* Problem to solve
Repeat exactly the lines from the one containing "177L297 155L277 163L231" through the last line of the records below, both included, and nothing else.

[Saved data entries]
*** Begin section ***
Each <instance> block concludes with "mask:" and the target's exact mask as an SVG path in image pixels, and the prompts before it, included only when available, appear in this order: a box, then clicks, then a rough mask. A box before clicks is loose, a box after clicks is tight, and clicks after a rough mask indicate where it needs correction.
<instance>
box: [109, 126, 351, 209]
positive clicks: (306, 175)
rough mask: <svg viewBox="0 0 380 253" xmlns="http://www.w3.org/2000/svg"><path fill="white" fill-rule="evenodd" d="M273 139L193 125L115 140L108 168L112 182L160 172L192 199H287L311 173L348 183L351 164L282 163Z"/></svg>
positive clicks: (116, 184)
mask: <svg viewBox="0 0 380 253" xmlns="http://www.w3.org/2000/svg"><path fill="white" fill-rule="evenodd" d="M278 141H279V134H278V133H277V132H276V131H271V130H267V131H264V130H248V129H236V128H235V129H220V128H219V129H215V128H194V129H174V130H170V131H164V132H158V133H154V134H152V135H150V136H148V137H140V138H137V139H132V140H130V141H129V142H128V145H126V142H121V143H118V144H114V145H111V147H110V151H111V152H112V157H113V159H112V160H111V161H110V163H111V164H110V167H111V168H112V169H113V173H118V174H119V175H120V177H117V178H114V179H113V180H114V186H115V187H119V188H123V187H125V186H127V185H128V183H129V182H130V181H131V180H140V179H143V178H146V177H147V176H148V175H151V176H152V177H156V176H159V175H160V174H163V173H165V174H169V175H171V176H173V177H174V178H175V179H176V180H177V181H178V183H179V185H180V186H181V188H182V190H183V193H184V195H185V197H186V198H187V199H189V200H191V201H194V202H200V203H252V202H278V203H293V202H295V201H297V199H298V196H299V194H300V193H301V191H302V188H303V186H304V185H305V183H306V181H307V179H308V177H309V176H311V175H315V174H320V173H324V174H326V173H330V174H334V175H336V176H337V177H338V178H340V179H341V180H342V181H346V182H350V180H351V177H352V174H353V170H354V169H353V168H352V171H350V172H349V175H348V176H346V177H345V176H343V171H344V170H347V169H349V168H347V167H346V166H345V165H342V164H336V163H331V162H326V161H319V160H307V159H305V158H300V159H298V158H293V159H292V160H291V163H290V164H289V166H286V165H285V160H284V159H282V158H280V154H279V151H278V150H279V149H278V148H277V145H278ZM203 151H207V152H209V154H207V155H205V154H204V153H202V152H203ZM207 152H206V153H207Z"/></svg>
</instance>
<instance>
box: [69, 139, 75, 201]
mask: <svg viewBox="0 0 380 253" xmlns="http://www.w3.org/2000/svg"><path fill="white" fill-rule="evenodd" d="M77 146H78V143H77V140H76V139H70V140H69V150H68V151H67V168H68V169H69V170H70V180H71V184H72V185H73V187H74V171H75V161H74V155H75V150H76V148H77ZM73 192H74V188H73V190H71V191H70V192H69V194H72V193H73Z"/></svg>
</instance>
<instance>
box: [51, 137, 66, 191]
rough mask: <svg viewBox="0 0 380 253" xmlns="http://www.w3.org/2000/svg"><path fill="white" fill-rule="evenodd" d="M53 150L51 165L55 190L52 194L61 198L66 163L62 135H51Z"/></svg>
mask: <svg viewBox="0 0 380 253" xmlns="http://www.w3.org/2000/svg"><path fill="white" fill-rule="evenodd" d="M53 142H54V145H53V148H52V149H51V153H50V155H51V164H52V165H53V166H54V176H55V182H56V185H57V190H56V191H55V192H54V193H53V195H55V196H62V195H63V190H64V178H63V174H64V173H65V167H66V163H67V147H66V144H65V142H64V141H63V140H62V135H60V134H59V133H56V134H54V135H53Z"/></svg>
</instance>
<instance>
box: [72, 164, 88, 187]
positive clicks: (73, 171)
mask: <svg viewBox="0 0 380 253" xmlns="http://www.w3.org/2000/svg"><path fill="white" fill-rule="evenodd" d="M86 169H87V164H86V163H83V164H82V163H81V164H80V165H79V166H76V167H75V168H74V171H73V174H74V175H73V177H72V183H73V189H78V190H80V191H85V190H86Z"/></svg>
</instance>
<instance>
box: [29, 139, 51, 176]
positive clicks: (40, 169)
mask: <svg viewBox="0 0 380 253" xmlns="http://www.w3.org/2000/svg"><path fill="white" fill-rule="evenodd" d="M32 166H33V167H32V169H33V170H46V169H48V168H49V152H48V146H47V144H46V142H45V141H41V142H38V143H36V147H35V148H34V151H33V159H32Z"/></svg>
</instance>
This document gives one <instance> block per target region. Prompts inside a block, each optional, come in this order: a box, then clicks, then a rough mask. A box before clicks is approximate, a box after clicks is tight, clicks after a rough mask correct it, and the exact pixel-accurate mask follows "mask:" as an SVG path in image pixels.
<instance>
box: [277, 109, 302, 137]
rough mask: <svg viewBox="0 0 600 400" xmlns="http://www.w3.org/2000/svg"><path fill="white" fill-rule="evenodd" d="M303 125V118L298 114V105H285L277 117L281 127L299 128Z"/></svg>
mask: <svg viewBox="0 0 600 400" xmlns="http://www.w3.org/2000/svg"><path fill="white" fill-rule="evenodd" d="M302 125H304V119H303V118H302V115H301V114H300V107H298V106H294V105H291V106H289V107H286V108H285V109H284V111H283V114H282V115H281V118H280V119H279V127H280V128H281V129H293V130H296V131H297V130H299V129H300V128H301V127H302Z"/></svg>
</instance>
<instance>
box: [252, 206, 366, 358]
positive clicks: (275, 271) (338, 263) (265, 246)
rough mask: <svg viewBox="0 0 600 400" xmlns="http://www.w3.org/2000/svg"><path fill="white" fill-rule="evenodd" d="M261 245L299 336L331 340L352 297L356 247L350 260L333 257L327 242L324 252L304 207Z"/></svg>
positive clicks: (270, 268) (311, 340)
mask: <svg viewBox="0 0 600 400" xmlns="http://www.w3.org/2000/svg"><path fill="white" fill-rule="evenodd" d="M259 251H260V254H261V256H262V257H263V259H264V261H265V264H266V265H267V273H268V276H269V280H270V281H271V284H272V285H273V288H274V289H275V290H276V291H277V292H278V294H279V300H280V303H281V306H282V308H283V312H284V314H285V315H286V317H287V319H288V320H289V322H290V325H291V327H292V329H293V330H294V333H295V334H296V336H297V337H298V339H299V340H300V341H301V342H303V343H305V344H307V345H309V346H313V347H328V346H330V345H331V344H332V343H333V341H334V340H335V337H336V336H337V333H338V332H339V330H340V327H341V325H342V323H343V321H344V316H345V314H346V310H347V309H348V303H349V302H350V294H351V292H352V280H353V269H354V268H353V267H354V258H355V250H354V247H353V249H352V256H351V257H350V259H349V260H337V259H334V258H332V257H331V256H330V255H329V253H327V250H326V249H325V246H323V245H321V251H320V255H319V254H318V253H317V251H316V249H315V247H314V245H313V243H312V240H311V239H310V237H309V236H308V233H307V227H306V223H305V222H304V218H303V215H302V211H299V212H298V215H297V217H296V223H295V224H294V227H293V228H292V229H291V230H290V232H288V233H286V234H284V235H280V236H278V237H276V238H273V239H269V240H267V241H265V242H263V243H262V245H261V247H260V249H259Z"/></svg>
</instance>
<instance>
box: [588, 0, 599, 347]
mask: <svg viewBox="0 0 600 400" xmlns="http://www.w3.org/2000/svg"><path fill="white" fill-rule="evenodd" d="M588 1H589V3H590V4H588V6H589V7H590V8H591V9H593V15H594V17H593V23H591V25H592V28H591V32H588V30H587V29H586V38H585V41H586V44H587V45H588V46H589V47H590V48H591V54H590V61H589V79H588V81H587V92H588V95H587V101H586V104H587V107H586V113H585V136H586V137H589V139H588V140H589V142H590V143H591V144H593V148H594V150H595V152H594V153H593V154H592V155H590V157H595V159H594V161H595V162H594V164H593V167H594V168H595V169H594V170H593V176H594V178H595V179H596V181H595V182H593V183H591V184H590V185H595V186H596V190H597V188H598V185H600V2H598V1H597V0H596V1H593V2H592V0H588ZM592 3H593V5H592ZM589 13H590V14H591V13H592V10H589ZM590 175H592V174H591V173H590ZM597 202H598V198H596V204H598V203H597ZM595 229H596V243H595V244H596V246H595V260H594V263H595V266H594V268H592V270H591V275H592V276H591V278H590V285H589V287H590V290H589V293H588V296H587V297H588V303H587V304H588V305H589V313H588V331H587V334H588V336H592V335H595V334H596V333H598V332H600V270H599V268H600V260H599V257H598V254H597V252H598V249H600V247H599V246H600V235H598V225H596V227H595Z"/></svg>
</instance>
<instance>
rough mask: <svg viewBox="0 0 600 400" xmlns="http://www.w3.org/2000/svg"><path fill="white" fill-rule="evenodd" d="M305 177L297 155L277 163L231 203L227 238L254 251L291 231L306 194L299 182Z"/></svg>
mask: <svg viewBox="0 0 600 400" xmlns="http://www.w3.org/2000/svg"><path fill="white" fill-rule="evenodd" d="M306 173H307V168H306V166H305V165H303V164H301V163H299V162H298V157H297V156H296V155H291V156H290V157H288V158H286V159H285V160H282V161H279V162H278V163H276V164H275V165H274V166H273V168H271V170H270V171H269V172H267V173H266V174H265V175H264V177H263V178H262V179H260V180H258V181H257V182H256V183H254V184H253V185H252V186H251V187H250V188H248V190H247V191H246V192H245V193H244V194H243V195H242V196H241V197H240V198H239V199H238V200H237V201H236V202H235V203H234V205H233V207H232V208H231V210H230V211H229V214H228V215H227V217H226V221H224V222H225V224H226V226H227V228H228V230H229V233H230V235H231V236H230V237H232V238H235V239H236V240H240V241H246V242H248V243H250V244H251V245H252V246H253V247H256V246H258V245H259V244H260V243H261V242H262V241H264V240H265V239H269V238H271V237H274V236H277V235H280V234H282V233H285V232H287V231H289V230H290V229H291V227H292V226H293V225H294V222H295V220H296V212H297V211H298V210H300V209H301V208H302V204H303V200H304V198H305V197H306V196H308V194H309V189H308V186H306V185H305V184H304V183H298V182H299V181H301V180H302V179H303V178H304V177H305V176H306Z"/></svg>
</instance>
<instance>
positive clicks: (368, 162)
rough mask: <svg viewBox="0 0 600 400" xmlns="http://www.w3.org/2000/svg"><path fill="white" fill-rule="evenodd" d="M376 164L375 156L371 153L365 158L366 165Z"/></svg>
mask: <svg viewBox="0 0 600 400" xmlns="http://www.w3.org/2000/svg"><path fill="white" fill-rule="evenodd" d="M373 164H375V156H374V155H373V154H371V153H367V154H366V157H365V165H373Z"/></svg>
*** End section ***
* Solution for this task
rough mask: <svg viewBox="0 0 600 400" xmlns="http://www.w3.org/2000/svg"><path fill="white" fill-rule="evenodd" d="M305 177L297 155L277 163L231 203L227 238L254 251L291 231L306 194L299 182Z"/></svg>
mask: <svg viewBox="0 0 600 400" xmlns="http://www.w3.org/2000/svg"><path fill="white" fill-rule="evenodd" d="M306 173H307V168H306V166H305V165H303V164H301V163H299V162H298V157H297V156H296V155H291V156H290V157H288V158H286V159H285V160H282V161H279V162H278V163H276V164H275V165H274V166H273V168H271V170H270V171H269V172H267V173H266V174H265V175H264V177H263V178H262V179H260V180H258V181H257V182H256V183H254V184H253V185H252V186H251V187H250V188H248V190H247V191H246V192H245V193H244V194H243V195H242V196H241V197H240V198H239V199H238V200H237V201H236V202H235V203H234V205H233V207H232V208H231V210H230V211H229V214H228V215H227V217H226V221H224V222H225V224H226V226H227V228H228V230H229V233H230V235H231V236H230V237H232V238H235V239H236V240H240V241H246V242H248V243H250V244H251V245H252V246H253V247H256V246H258V245H259V244H260V243H261V242H262V241H264V240H265V239H269V238H271V237H274V236H277V235H280V234H282V233H285V232H287V231H289V230H290V229H291V227H292V226H293V225H294V222H295V220H296V212H297V211H298V210H300V209H301V208H302V204H303V200H304V198H305V197H306V196H308V194H309V189H308V186H306V185H305V184H304V183H298V182H299V181H301V180H302V179H303V178H304V177H305V176H306Z"/></svg>
</instance>
<instance>
positive clicks: (368, 162)
rough mask: <svg viewBox="0 0 600 400" xmlns="http://www.w3.org/2000/svg"><path fill="white" fill-rule="evenodd" d="M376 164L375 156L371 153L365 158L366 165Z"/></svg>
mask: <svg viewBox="0 0 600 400" xmlns="http://www.w3.org/2000/svg"><path fill="white" fill-rule="evenodd" d="M373 164H375V156H374V155H373V154H371V153H367V154H366V157H365V165H373Z"/></svg>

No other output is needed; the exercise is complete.